▸ **TO DO**:
1 > Decide whether each statement below agrees with the passage on outside professional activity reporting. Answer yes or no, and quote the deciding words.
(a) Outside professional activities with no compensation never need to be reported.
(b) Service as an expert witness is one of the compensated activities to report.
(c) Teaching in MIT's summer programs appears among the examples of compensated activities to report.
2 > List every kind of board that the passage on outside professional activity reporting names as a membership to report.
3 > Carry the passage on outside professional activity reporting forward from its last listed example, keeping the same tone and subject.

— begin TEXT PASSAGE —

Whether conducted domestically or internationally, your OPA reporting must include all compensated outside professional activities and all other outside professional activities requiring substantial time commitment, even with no or nominal compensation.

Examples of compensated outside professional activities to report include:

  • Consulting or research for a company, university or other entity, including service as an expert witness;
  • Part-time employment or appointment at a company, university or other entity (including a government agency);
  • Membership on a corporate, technical, scientific or advisory board;
  • Speaking at corporate or other conferences or seminars, including speaking at academic conferences or seminars for other universities in connection with the receipt of an honorarium, monetary prize or other compensation;
  • Providing commissioned papers, reports, or editing services;
  • Teaching/lecturing outside MIT, at universities or companies, in degree or non-degree programs, including in connection with the receipt of an honorarium, monetary prize or other compensation;
  • Participating in a talent or other academic recruitment program for a company, university, government or other entity, including in exchange for support in the form of research funding, lab facilities or research staff, or in connection with the receipt of an honorarium, monetary prize or other compensation; and
  • Teaching in MIT’s executive, professional, international or other special or summer programs.

— end TEXT PASSAGE —
— begin ENTRIES SUPPLIED —

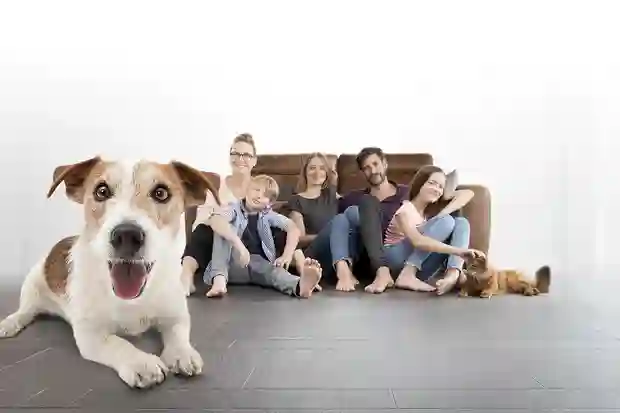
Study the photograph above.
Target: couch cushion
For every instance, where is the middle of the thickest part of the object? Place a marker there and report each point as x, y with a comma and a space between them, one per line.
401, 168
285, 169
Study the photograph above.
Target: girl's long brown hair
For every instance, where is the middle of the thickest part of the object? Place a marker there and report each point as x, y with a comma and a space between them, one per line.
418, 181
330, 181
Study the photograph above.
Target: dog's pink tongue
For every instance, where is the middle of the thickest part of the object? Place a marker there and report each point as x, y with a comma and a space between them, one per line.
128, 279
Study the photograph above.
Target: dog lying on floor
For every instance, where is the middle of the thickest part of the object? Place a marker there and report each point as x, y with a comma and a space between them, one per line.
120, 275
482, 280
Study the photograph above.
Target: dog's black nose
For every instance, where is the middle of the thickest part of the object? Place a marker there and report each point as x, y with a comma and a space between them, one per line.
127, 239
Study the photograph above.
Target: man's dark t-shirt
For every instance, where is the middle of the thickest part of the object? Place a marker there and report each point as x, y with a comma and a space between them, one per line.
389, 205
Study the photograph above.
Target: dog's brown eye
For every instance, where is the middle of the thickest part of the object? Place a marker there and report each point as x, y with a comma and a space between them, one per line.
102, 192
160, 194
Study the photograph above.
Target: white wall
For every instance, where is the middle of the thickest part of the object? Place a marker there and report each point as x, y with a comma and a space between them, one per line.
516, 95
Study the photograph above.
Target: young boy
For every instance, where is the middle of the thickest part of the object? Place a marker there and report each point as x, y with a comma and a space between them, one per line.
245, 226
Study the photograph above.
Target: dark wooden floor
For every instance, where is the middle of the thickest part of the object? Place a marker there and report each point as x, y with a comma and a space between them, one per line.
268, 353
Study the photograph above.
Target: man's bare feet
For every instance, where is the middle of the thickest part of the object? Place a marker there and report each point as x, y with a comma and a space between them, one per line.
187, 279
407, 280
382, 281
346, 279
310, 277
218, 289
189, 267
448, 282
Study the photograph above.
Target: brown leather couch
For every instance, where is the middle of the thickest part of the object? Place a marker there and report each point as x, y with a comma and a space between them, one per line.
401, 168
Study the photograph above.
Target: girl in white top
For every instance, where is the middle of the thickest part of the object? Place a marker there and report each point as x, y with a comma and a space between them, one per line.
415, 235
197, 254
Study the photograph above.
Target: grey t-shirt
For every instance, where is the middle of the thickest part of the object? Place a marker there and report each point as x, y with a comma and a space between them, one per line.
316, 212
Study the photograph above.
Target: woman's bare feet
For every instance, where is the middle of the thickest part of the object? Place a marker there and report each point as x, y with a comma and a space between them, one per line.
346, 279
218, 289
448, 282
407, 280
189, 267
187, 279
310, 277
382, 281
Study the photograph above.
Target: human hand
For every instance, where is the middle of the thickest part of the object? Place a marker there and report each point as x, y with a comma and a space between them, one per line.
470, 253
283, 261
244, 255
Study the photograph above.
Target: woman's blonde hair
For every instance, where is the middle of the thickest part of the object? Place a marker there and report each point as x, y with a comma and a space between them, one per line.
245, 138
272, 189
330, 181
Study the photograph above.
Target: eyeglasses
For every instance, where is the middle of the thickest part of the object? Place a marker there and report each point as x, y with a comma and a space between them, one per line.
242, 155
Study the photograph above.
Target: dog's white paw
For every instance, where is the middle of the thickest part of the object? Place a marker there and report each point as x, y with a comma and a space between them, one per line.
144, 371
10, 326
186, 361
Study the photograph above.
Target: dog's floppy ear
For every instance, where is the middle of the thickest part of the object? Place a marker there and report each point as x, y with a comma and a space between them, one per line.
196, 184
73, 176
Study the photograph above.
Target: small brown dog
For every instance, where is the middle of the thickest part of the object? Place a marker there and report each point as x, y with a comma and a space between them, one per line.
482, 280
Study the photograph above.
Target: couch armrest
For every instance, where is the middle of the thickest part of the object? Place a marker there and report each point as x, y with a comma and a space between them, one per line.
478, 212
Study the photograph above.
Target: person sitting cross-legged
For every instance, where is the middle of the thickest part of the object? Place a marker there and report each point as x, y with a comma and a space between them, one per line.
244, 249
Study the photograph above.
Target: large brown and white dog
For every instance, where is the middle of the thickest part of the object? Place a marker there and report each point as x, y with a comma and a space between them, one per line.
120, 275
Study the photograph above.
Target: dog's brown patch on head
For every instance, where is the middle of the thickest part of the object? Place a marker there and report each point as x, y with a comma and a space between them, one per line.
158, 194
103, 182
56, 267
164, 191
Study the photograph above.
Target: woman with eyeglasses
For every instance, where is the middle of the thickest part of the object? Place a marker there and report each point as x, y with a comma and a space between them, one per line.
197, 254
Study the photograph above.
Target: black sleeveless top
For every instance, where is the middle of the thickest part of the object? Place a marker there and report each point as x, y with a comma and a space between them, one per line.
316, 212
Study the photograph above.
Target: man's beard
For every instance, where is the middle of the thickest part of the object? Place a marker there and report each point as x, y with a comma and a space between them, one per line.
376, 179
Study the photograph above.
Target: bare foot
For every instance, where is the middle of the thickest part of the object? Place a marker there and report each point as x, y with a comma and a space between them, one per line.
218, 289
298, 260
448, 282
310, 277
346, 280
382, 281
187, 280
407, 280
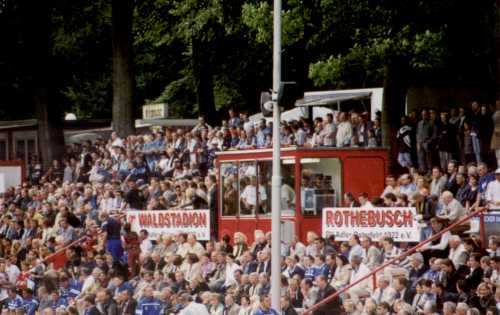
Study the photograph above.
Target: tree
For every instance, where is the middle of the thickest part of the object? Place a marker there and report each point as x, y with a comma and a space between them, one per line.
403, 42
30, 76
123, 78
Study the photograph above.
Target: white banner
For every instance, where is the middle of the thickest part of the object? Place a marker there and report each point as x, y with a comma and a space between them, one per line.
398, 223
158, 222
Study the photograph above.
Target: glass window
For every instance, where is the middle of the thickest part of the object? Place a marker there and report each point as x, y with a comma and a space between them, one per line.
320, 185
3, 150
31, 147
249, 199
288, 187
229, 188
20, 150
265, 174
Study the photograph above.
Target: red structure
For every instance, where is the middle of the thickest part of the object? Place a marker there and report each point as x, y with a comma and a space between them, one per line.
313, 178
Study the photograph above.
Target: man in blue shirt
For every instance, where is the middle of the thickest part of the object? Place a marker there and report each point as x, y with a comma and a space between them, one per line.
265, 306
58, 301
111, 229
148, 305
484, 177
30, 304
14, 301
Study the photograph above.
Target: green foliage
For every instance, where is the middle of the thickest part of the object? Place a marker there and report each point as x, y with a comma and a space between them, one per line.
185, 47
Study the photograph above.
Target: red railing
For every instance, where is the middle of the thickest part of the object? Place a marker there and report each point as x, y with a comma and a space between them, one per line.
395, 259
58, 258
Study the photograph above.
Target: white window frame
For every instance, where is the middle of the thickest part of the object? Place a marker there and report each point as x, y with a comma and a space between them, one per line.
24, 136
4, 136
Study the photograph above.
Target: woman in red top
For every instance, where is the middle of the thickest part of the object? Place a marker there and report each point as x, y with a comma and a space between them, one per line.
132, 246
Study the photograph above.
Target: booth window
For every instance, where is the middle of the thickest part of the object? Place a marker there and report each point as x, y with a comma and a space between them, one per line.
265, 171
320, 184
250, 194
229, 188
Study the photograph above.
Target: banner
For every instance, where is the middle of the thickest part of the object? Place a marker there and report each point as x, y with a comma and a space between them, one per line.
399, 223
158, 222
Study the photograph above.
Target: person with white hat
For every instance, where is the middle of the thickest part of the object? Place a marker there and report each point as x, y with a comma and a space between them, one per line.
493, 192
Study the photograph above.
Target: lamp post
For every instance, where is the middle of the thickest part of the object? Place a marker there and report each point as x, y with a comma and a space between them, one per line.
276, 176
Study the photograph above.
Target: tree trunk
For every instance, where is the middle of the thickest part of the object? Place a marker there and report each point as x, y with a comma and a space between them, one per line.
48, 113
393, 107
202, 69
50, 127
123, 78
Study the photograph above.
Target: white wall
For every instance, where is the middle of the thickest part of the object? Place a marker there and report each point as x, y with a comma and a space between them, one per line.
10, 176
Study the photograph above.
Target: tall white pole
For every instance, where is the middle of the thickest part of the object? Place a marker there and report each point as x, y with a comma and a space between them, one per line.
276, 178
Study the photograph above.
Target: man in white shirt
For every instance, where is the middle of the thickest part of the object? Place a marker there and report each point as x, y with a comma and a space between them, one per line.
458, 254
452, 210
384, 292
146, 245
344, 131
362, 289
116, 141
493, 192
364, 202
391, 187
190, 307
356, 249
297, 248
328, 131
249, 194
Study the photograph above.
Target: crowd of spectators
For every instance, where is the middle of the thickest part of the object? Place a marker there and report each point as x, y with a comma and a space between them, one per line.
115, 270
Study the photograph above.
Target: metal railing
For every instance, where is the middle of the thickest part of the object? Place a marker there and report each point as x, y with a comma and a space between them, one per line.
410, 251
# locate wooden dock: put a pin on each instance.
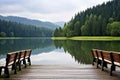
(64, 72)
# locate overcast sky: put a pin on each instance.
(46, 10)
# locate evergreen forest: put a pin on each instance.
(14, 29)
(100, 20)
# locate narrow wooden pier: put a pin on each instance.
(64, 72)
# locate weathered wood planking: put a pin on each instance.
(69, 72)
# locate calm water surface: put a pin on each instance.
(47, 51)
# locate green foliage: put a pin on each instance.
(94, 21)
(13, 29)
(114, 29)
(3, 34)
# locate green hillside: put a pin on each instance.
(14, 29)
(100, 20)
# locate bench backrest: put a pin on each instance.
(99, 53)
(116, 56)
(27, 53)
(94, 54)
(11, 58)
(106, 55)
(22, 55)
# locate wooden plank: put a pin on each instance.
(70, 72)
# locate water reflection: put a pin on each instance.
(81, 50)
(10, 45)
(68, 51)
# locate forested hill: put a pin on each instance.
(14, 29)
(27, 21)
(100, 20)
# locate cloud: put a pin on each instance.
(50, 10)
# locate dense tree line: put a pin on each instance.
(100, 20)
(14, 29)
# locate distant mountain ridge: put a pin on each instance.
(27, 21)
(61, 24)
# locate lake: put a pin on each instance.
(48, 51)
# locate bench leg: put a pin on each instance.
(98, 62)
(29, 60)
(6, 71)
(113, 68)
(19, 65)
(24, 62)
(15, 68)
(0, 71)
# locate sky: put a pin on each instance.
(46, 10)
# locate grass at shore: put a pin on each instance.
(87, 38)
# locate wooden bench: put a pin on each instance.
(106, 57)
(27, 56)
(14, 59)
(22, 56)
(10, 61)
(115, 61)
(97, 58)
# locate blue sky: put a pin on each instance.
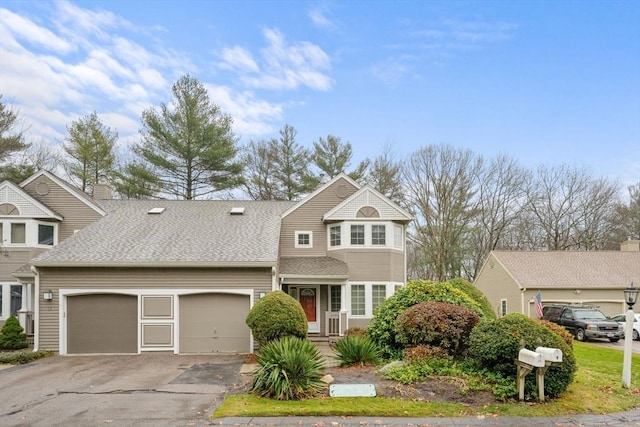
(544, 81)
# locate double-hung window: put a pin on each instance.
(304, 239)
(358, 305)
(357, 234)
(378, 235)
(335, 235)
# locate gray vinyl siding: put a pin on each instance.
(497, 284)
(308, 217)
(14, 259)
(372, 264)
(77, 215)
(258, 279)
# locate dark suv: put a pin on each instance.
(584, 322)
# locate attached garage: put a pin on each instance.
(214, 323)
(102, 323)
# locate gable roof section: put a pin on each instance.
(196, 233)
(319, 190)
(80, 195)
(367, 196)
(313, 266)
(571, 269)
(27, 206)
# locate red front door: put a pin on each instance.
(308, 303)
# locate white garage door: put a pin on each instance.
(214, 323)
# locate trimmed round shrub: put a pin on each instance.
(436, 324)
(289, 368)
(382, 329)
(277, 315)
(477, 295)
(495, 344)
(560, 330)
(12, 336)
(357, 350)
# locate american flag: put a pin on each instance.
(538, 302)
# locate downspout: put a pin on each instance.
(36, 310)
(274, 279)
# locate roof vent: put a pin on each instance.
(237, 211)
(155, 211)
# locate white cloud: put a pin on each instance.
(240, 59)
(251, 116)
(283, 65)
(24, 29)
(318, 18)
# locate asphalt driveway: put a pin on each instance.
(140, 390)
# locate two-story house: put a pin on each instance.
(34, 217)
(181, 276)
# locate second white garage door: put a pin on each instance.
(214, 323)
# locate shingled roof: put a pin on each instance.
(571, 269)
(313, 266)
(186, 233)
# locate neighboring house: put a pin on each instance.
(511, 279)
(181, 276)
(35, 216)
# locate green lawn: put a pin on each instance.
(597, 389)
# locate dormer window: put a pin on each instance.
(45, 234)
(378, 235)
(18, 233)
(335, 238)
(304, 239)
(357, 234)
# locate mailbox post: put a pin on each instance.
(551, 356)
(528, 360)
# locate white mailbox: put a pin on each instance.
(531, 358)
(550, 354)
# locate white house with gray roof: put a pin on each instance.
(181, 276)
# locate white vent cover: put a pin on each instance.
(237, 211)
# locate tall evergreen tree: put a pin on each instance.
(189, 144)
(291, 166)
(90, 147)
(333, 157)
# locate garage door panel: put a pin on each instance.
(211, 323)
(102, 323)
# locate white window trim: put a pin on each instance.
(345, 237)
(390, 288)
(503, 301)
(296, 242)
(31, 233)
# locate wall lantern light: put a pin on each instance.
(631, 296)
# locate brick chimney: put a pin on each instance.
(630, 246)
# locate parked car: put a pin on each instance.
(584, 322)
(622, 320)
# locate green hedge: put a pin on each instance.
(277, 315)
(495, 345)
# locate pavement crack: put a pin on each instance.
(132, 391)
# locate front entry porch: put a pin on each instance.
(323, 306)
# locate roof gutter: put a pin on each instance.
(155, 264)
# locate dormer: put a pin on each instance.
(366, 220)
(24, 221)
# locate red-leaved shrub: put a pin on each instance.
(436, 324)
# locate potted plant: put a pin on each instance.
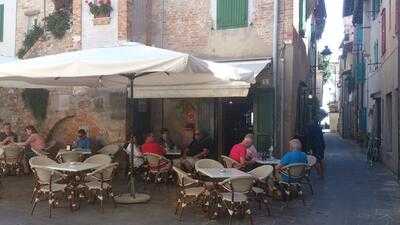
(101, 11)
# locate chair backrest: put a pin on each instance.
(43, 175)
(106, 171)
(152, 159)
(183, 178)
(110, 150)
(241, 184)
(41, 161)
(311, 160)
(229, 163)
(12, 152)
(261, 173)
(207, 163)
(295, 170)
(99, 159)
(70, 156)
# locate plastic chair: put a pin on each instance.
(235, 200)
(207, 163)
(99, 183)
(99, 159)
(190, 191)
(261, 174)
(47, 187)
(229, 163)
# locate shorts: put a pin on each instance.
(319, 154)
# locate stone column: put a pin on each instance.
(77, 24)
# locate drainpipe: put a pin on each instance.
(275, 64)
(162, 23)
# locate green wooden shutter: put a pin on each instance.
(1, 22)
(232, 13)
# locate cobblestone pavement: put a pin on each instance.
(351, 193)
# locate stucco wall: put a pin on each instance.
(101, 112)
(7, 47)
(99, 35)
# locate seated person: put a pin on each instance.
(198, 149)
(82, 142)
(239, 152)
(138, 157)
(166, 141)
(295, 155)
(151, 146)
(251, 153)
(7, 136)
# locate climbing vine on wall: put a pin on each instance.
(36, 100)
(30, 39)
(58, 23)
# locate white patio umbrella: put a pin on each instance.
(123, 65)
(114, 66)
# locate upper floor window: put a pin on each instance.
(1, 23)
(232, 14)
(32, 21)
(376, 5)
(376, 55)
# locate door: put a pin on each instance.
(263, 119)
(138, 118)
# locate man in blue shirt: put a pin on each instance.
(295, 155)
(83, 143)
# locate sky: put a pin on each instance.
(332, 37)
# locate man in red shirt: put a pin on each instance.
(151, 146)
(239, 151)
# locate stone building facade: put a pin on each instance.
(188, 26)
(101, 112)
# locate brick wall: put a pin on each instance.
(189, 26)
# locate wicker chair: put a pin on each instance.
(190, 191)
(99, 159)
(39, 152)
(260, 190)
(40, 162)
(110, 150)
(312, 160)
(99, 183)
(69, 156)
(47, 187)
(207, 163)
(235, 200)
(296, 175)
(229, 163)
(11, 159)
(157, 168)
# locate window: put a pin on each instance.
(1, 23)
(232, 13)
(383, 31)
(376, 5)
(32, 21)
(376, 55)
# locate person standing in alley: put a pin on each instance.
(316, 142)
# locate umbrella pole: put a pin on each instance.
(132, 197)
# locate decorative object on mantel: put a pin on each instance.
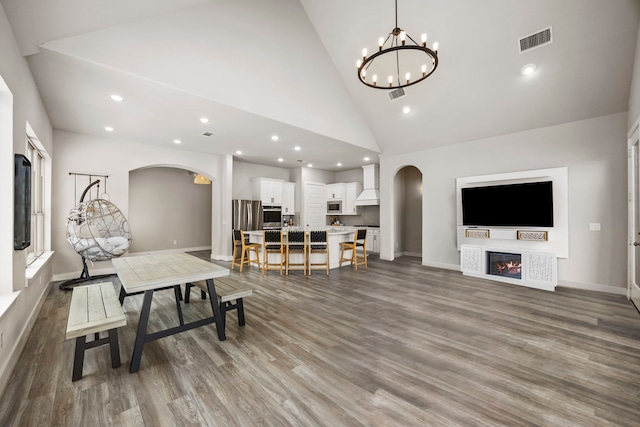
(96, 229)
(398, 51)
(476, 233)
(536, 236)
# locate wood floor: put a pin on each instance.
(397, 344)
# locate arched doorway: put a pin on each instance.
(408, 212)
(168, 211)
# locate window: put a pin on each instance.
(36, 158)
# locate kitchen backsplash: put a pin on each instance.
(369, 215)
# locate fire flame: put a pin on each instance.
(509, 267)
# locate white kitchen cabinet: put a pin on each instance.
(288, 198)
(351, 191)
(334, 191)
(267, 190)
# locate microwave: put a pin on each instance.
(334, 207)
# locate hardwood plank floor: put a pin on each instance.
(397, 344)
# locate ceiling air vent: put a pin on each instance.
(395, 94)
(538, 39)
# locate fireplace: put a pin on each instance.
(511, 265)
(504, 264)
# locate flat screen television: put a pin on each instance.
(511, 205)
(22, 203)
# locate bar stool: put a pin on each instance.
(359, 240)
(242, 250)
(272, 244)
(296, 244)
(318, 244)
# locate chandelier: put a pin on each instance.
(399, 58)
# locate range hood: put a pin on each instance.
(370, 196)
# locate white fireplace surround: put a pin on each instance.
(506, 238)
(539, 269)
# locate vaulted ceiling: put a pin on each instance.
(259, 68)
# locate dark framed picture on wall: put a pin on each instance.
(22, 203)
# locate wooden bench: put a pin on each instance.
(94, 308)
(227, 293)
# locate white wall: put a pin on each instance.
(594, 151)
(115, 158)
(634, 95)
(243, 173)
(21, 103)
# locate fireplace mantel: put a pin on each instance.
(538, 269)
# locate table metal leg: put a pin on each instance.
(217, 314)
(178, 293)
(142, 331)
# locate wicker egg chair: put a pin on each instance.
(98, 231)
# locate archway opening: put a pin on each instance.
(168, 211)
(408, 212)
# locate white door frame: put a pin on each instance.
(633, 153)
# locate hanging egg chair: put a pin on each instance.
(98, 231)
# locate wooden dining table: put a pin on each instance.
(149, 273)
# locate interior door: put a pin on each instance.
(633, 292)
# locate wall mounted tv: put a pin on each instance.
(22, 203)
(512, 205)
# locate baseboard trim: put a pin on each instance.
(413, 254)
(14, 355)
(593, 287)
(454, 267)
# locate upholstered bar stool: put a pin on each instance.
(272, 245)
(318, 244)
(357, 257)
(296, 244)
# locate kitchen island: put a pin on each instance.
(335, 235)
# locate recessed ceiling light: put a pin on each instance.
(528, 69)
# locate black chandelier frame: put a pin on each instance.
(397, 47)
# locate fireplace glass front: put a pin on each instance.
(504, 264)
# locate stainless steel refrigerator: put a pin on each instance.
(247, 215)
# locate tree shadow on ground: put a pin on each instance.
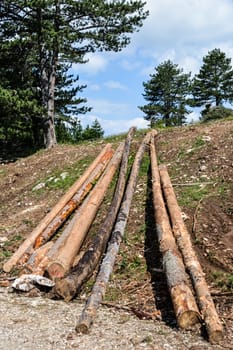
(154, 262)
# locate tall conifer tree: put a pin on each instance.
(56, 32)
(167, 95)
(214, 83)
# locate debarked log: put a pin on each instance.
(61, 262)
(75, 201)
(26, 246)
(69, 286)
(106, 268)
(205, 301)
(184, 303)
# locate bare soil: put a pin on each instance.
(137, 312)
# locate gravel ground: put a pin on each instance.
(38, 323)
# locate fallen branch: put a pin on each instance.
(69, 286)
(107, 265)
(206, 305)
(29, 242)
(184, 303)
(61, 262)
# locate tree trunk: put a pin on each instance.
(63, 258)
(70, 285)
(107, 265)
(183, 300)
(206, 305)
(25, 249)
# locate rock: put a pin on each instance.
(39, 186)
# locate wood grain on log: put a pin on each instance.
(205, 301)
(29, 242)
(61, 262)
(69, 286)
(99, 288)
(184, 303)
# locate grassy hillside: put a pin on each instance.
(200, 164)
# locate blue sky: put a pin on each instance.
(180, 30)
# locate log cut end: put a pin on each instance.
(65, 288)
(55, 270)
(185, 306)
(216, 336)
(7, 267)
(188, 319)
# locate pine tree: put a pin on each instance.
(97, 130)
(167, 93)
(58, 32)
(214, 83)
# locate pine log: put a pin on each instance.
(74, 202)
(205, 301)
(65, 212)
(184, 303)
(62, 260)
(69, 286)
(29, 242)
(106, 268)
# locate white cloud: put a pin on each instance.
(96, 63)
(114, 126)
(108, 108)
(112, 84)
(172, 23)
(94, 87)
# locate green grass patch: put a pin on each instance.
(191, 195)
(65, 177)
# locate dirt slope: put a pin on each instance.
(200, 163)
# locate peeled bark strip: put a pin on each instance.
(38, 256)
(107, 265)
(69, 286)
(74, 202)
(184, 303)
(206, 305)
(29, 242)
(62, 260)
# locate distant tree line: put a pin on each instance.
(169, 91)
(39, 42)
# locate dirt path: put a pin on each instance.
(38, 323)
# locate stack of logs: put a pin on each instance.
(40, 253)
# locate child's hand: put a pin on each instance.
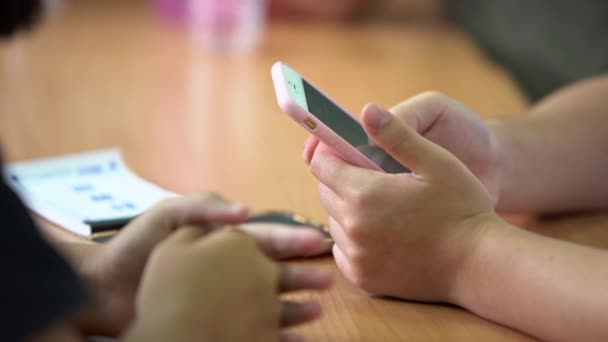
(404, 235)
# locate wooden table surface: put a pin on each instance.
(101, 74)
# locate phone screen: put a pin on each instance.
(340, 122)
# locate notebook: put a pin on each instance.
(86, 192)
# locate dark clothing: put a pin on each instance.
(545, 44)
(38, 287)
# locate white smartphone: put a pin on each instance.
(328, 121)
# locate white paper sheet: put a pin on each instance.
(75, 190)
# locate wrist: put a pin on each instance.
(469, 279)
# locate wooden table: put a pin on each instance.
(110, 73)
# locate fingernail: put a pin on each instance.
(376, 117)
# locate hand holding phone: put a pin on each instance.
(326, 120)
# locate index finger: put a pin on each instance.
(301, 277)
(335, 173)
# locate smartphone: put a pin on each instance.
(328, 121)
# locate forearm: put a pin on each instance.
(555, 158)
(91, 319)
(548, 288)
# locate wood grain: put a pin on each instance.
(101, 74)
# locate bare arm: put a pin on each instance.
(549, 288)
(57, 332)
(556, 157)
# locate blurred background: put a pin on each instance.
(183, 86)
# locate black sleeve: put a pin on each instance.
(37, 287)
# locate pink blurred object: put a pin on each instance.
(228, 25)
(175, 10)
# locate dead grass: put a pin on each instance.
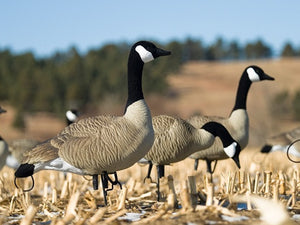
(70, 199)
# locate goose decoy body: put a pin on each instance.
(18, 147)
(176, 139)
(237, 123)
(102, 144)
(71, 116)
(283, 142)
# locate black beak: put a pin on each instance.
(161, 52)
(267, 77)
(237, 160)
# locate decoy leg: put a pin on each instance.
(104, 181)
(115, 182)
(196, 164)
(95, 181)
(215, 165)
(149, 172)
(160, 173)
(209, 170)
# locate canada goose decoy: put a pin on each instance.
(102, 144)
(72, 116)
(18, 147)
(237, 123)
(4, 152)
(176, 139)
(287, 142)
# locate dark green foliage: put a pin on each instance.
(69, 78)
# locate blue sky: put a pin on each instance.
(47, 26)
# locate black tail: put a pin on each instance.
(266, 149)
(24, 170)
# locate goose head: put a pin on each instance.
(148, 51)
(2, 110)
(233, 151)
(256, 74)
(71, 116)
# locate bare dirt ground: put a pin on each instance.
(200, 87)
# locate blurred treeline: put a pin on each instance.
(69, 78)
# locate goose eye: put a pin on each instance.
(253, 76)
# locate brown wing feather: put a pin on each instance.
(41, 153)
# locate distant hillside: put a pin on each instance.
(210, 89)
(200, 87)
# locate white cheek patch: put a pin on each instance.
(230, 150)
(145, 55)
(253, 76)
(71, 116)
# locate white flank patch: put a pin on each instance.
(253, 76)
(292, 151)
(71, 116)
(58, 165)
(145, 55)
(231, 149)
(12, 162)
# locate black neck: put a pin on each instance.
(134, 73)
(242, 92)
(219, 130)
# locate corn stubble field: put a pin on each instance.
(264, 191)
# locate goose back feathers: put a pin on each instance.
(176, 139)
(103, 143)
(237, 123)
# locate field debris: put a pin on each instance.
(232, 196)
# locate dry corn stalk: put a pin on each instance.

— end ENTRIES SUPPLIED —

▸ **RESULTS**:
1 >
(a) No: "all other outside professional activities requiring substantial time commitment, even with no or nominal compensation"
(b) Yes: "Consulting or research for a company, university or other entity, including service as an expert witness"
(c) Yes: "Teaching in MIT’s executive, professional, international or other special or summer programs"

2 > corporate, technical, scientific, advisory

3 >
Examples of uncompensated outside professional activities to report include:

  • Appointment at a company, university or other entity (including a government agency);
  • Service to professional societies or outside educational institutions;
  • Service on government or industry review boards or panels, or special commissions or committees; and
  • Teaching in MIT’s executive, professional, international or other special or summer programs.